---- TEXT

CarefulAI: Prompt-LLM Improvement Method (PLIM)

PLIM: an approach to ensuring the relationship between prompts and large language models is validated quickly and efficiently.

From:: Department for Science, Innovation and Technology
Published: 5 December 2024

Use case:: Natural language processing and generation and Virtual agents or artificial conversational interfaces
Sector:: Agriculture, Forestry and Fishing (SIC Code Section A), Mining and Quarrying (SIC Code Section B), Manufacturing (SIC Code Section C), Energy & Utilities (SIC Code Sections D & E) and Construction (SIC Code Section F)
Show 13 more
Retail (SIC Code Section G), Transportation & Storage (SIC Code Section H), Accommodation and Food Service (SIC Code Section I), Digital & Comms (SIC Code Section J), Financial and Insurance (SIC Code Section K), Real Estate (SIC Code Section L), Professional, Scientific & Professional Activities (SIC Code Section M), Administrative & Support Services (SIC Code Section N), Public Administration & Defence (SIC Code Section O), Education (SIC Code Section P), Healthcare & Social Work (SIC Code Section Q), Arts, Entertainment & Recreation (SIC Code Section R), and Other Services (SIC Code Section S)

--------

## PROBLEMS TO WORK ON
(A) In the PLIM page, replace "PLIM" with "the method" in the passage between "CarefulAI: Prompt-LLM Improvement" and "quickly and efficiently.", inclusive.
(B) According to the PLIM page, on what date was the page published?

---- ENTRIES SHOWN

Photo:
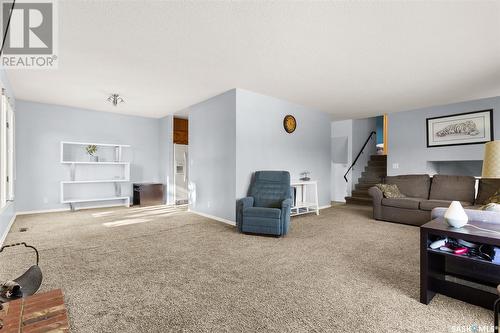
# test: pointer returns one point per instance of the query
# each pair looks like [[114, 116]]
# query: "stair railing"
[[359, 154]]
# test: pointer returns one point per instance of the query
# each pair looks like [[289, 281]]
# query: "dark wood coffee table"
[[468, 279], [44, 312]]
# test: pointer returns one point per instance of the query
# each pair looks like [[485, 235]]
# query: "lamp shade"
[[491, 162]]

--------

## SOLUTIONS
(A)
CarefulAI: Prompt-LLM Improvement Method (the method)

the method: an approach to ensuring the relationship between prompts and large language models is validated quickly and efficiently.

(B) 5 December 2024